### Requirements
Copy out, character for character, every line of the data below from the one containing "trace: **minaret**; an" through the end, including both ends, and leave the pictures out of your answer.

#### Data excerpts

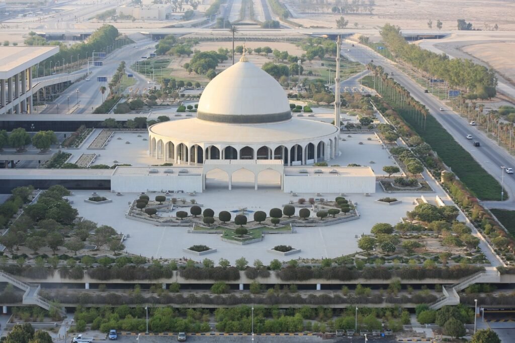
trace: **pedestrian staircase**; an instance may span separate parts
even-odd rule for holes
[[[501,274],[495,268],[489,268],[472,274],[460,282],[452,285],[444,285],[442,287],[443,295],[429,304],[431,310],[438,310],[447,305],[459,303],[458,292],[474,283],[490,283],[501,282]]]
[[[26,283],[18,280],[13,276],[5,272],[0,271],[0,282],[8,282],[13,286],[25,291],[22,303],[26,305],[37,305],[45,310],[57,310],[62,315],[64,315],[64,308],[58,308],[53,305],[48,300],[39,295],[41,286],[37,283]]]

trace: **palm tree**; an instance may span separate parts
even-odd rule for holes
[[[225,19],[224,19],[225,20]],[[232,33],[232,64],[234,64],[234,33],[238,32],[238,28],[236,25],[232,25],[229,31]]]
[[[106,93],[106,91],[107,90],[107,88],[104,86],[101,86],[100,87],[100,92],[102,93],[102,103],[104,103],[104,94]]]

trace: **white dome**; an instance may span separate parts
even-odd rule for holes
[[[279,82],[253,63],[242,60],[206,86],[199,101],[198,118],[231,123],[290,118],[289,102]]]

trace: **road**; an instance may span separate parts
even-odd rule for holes
[[[90,75],[88,77],[90,81],[87,81],[84,80],[74,83],[62,92],[59,97],[55,101],[49,103],[47,108],[41,113],[61,114],[67,113],[68,97],[70,98],[70,112],[71,113],[80,114],[91,113],[92,107],[95,108],[101,104],[102,94],[99,91],[100,87],[104,86],[108,88],[108,83],[110,81],[110,78],[114,75],[120,63],[122,61],[125,61],[126,65],[128,67],[136,61],[144,60],[141,57],[148,57],[151,52],[154,51],[153,48],[155,45],[155,42],[147,40],[134,44],[129,44],[117,49],[103,60],[95,58],[95,61],[103,60],[104,65],[100,67],[90,66]],[[136,46],[136,48],[135,48],[134,46]],[[147,47],[151,48],[147,49]],[[87,73],[87,68],[83,68],[75,73],[82,73],[85,74]],[[142,75],[135,76],[137,83],[132,86],[134,89],[139,88],[142,89],[150,85],[147,83],[149,79]],[[55,75],[53,76],[56,77]],[[108,82],[97,82],[97,77],[108,77]],[[77,89],[78,92],[77,92]],[[107,92],[109,92],[109,89]],[[78,106],[77,103],[78,103]],[[76,106],[78,107],[76,110]]]
[[[346,46],[342,47],[341,51],[344,56],[364,64],[368,63],[373,59],[374,63],[382,66],[385,72],[388,74],[393,72],[393,78],[396,81],[409,91],[415,99],[424,104],[429,109],[431,115],[486,170],[500,183],[503,182],[505,190],[510,195],[509,199],[504,202],[484,202],[485,206],[491,208],[515,208],[515,178],[513,177],[512,174],[502,173],[501,168],[502,166],[512,168],[515,166],[515,160],[507,152],[497,146],[475,127],[469,125],[466,119],[452,111],[436,97],[424,93],[424,88],[403,73],[395,63],[361,45],[355,43],[355,46],[353,47],[350,47],[348,43],[345,45]],[[347,51],[347,49],[350,49],[351,51]],[[443,107],[444,111],[440,111],[439,109],[440,107]],[[466,138],[466,135],[469,134],[472,134],[481,142],[480,147],[472,146],[470,140]],[[504,177],[502,176],[503,175]],[[499,192],[501,192],[500,189]]]

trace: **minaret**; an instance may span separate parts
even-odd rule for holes
[[[334,78],[334,125],[340,128],[340,36],[336,40],[336,73]],[[339,131],[338,131],[339,134]]]

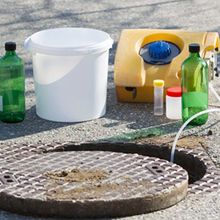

########

### Written response
trace: **minaret**; an instance may span separate parts
even-odd rule for holes
[[[334,78],[334,125],[340,128],[340,36],[336,40],[336,73]],[[339,131],[338,131],[339,134]]]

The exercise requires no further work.